-- start of PAGE --

Youngstown: Pages from the Book of Disquietude

Article excerpt

This essay is dedicated to Lloyd N. Cutler

INTRODUCTION

The Youngstown holding is widely admired. One reads with pride those passages in which the Supreme Court denies to a president with whom they are in considerable political sympathy the power to enlarge executive authority by militarizing the homeland. And yet one wonders, as we confront in the 21st century a lethal foreign enemy who has demonstrated the ability to infiltrate and assault the domestic environment, precisely what restraints ought to govern a presidential response to that enemy.

PART ONE: A MODAL ANALYSIS OF THE YOUNGSTOWN CASE

I. THE FORMS OF ARGUMENT

It is customary among certain theorists to say that there are six forms of argument that supply the rationales for constructions of the constitutional law of the United States. These forms are called the historical (relying on the intentions of the framers and ratifiers of the constitutional provision to be construed), textual (looking to the meaning of the words of the provision alone, as these would be interpreted by the average man in the street today), structural (inferring rules from the relationships that the Constitution as a whole mandates among the various structures it sets up), prudential (seeking to balance the costs and benefits of a particular rule, especially regarding those risks borne by the deciding Constitutional institution), doctrinal (applying rules generated by the precedents that guide a particular constitutional institution) and ethical (deriving rules from the commitments to human rights proclaimed in the Declaration of Independence and the powers to protect those rights reflected in the Constitution). (1)

-- end of PAGE --
-- start of SUPPLIED ENTRIES --

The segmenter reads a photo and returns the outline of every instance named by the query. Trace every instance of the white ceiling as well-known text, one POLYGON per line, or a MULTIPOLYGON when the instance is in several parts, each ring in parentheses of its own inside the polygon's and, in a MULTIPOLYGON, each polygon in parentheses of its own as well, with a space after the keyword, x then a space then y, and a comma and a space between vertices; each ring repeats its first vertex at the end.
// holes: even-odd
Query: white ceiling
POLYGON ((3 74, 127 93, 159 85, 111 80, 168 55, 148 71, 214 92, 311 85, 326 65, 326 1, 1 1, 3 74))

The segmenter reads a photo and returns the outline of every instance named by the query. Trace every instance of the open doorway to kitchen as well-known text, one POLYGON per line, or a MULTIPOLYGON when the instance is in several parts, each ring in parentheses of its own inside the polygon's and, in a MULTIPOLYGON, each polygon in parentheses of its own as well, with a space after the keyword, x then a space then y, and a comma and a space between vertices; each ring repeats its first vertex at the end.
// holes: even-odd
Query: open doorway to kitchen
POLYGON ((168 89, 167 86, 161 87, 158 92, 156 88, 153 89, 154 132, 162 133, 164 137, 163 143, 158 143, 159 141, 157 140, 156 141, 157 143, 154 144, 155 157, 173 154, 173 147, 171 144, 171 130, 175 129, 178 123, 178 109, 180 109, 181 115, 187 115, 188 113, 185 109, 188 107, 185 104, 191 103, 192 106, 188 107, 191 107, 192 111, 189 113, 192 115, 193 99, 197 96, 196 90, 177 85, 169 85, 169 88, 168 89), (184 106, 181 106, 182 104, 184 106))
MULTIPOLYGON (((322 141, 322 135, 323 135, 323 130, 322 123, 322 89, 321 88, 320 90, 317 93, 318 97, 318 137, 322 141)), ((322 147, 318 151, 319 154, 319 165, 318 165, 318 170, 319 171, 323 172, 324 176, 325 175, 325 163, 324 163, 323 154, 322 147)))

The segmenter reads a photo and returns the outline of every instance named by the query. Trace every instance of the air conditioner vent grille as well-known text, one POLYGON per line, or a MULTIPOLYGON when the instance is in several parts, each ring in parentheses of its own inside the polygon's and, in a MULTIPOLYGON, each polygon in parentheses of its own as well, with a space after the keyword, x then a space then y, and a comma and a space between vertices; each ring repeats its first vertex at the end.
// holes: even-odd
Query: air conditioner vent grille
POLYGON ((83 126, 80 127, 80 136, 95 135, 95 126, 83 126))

-- end of SUPPLIED ENTRIES --

=== TASK INSTRUCTIONS ===
1 - Update the stretch of the Youngstown essay from "INTRODUCTION" through "to that enemy." so that "Supreme Court" becomes "High Court".
2 - Answer these questions from the Youngstown essay.
(a) To whom is the essay dedicated?
(b) How many forms of argument do certain theorists say supply the rationales for constructions of United States constitutional law?
(c) What does the textual form of argument look to?

=== OUTPUTS FOR THE TASKS ===
1 -
INTRODUCTION

The Youngstown holding is widely admired. One reads with pride those passages in which the High Court denies to a president with whom they are in considerable political sympathy the power to enlarge executive authority by militarizing the homeland. And yet one wonders, as we confront in the 21st century a lethal foreign enemy who has demonstrated the ability to infiltrate and assault the domestic environment, precisely what restraints ought to govern a presidential response to that enemy.

2 -
(a) Lloyd N. Cutler.
(b) Six.
(c) The meaning of the words of the provision alone, as the average man in the street would interpret them today.